→ **Extrait**:

<<<<

12/05/2020
le tyran est toujours dans une colère à faire pouffer de rire
... Donald Trump correspond tout à fait au constat ci-dessus .
« A Charles-Augustin Ferriol, comte d'Argental
27 février 1765
Mon cher ange, il y a des monstres, et ce Vergy est un des plus plats monstres qui aient jamais existé. Ses horribles impertinences sont déjà oubliées pour jamais. C’est le sort de tous ces malheureux qui se croient quelque chose, parce qu’ils ont appris à lire et à écrire, et qu’ils ne savent pas que la condition d’un honnête laquais est infiniment supérieure à leur état.
Je fais toujours d’humbles représentations au tyran du tripot. En vérité je commence à croire qu’il n’y a point d’autres fondements de vos querelles que la concurrence du pouvoir suprême. Il me paraît ulcéré de ce que je me suis adressé à vous, et non pas à lui, dans le temps que vous étiez à Paris et lui à Bordeaux. J’ai nié fortement, j’ai soutenu que j’avais envoyé à Grandval, sous son bon plaisir, les provisions des dignités comiques. Ce procès ne finit point ; le tyran est toujours dans une colère à faire pouffer de rire. Je soutiens mon bon droit avec une véhémence douloureuse et pathétique ; et je ne désespère pas qu’à la fin mon innocence ne l’emporte sur sa tyrannie.
Oserais-je vous supplier, mon divin ange, de dire à M. de Belloy combien je suis enchanté de son succès ? Vous souvenez-vous d’une mademoiselle de Choiseul qui, étant près de mourir, et ne pouvant plus coucher avec son amant, pria une de ses amies de coucher avec le sien en sa présence, afin de voir deux heureux avant sa mort ? Je suis à peu près dans ce cas ; je baisse à un point que cela fait pitié. J’ai actuellement chez moi, pour me ragaillardir, un jeune M. de Villette qui sait tous les vers qu’on ait jamais faits, et qui en fait lui-même, qui chante, qui contrefait son prochain fort plaisamment, qui fait des contes, qui est pantomime, qui réjouirais jusqu’aux habitants de la triste Genève. Dieu m’a envoyé ce jeune homme pour me consoler dans mon dépérissement et pour égayer ma décrépitude. Le nombre d’originaux qui me passent par les mains est inconcevable. Quand je considère les montagnes de neige dont je suis environné de tous côtés, je n’imagine pas comment les gens aimables peuvent aborder. Voilà assurément une drôle de destinée.

>>>>

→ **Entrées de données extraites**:

<<<<

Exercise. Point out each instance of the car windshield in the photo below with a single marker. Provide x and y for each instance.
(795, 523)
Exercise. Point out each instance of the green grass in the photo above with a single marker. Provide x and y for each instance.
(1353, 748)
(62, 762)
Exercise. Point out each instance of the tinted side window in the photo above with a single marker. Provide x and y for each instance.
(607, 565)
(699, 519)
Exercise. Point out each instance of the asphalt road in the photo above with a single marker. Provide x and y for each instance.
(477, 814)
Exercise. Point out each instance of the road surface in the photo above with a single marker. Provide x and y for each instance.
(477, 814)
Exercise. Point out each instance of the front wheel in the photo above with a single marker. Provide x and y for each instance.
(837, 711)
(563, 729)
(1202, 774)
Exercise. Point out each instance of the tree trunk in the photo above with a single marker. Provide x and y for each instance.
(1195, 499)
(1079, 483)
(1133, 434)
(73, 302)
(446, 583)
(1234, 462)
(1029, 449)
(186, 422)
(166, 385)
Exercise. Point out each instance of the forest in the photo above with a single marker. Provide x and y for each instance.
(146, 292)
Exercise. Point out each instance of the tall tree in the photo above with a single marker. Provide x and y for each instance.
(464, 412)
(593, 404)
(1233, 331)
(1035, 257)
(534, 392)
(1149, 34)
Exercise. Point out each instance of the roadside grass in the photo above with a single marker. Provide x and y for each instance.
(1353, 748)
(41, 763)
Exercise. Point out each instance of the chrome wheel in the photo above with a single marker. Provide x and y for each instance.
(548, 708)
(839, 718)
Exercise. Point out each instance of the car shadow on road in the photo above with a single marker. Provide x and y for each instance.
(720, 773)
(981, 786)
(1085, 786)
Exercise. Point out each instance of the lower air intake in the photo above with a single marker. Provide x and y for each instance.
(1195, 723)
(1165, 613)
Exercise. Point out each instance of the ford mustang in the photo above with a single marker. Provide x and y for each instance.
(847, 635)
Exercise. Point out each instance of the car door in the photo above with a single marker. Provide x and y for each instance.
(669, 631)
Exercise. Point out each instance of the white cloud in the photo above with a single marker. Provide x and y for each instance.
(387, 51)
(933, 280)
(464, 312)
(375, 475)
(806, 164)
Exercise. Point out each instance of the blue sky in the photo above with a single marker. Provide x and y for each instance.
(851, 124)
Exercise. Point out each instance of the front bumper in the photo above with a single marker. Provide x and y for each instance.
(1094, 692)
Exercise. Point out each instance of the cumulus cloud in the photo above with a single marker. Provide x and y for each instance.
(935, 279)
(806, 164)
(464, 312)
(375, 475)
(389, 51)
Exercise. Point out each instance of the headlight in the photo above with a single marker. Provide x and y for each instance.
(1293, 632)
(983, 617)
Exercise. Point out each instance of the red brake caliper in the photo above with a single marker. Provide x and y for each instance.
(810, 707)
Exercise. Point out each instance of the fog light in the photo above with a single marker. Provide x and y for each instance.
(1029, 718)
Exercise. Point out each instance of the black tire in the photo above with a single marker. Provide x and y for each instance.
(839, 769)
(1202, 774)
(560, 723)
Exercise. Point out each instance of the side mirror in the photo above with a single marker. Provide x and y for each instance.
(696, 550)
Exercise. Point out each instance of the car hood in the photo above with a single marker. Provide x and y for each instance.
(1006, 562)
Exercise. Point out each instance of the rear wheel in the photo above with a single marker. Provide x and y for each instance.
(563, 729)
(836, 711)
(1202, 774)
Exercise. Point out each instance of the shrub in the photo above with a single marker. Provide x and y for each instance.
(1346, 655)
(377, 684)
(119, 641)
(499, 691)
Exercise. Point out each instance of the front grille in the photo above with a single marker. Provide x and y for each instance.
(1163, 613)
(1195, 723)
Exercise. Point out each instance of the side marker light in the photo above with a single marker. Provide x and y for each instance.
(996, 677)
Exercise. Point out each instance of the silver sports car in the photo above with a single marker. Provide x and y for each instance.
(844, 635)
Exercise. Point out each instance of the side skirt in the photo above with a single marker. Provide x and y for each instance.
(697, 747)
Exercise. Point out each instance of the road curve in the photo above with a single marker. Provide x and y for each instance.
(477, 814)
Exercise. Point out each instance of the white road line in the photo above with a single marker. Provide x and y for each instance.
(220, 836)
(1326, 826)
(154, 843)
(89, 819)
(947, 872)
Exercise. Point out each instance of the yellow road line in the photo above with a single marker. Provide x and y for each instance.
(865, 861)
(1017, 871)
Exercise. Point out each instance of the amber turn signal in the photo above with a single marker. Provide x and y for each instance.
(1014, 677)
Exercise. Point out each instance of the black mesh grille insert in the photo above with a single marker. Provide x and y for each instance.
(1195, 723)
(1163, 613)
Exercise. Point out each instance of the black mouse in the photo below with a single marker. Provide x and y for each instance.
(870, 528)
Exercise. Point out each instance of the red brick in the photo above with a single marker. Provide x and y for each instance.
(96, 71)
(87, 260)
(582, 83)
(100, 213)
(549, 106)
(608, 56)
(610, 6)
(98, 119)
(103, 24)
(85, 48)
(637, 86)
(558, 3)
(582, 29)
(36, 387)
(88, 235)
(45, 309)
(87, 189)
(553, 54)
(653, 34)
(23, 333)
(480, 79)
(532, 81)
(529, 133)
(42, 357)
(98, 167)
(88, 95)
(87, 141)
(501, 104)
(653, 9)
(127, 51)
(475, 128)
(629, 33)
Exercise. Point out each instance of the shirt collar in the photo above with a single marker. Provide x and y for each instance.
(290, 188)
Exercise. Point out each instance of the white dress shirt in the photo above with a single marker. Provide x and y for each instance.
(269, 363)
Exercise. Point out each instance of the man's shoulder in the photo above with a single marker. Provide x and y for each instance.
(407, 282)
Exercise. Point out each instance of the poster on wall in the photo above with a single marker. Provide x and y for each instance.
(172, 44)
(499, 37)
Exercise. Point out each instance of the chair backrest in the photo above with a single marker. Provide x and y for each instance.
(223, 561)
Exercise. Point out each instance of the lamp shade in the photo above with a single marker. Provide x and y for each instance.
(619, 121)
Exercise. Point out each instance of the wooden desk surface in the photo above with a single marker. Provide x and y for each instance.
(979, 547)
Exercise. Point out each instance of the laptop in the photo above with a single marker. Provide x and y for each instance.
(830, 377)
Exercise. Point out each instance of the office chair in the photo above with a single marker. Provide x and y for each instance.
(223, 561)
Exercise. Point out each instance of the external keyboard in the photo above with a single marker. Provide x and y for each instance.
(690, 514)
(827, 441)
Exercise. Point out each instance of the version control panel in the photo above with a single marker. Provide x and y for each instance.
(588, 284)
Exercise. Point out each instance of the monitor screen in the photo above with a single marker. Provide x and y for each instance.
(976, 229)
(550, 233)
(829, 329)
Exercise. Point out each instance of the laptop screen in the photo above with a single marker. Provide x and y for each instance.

>>>>

→ **Vos tâches**:
a: Transcrivez telles quelles les lignes des enregistrements, à partir de celle qui contient « Exercise. Point out each instance of the external » et jusqu'à la fin des enregistrements, ces deux bornes comprises.
b: Reprenez l'extrait de la lettre au comte d'Argental et poursuivez-le après sa dernière phrase.
L'extrait et les enregistrements n'ont aucun lien entre eux.

→ **Réponses**:
a:
Exercise. Point out each instance of the external keyboard in the photo above with a single marker. Provide x and y for each instance.
(690, 514)
(827, 441)
Exercise. Point out each instance of the version control panel in the photo above with a single marker. Provide x and y for each instance.
(588, 284)
Exercise. Point out each instance of the monitor screen in the photo above with a single marker. Provide x and y for each instance.
(976, 229)
(550, 233)
(829, 329)
Exercise. Point out each instance of the laptop screen in the photo above with a single marker. Provide x and y for each instance.

b:
Avouez-moi donc que madame d’Argental ne tousse plus. Tout le monde tousse dans mon pays. Nous sommes en Sibérie l’hiver, et à Naples l’été.
J’ai été bien attendri du mémoire d’Elie. J’espère que David paiera pour le parlement de Toulouse 1. Tous les David 2 m’ont toujours paru de méchantes gens. Savez-vous bien que j’ai encore sur les bras une aventure pareille 3? Mais comme on n’a été roué cette fois-ci qu’en effigie, et qu’il n’y a qu’une famille entière réduite à la dernière misère, cela ne vaut pas la peine qu’on en parle.
Je rends grâces à M. Marin d’avoir renvoyé mes secrets 4 en Hollande . Je crois que son respect pour vous n’y a pas peu contribué.
Mes divins anges, respect et tendresse.
Je crains toujours que mon maudit curé ne me joue quelque tour pour mes dîmes.
V.»
1 Voir lettre du 13 avril 1765 à Damilaville et le rôle de David de Beaudrigue, capitoul de Toulouse : https://fr.wikipedia.org/wiki/Affaire_Calas
Voir aussi : http://www.justice.gouv.fr/histoire-et-patrimoine-10050/proces-historiques-10411/laffaire-calas-22774.html
et , pourquoi pas : https://www.persee.fr/doc/anami_0003-4398_1932_num_44_175_5145
2 Le roi David, les libraire David, le capitoul David, etc.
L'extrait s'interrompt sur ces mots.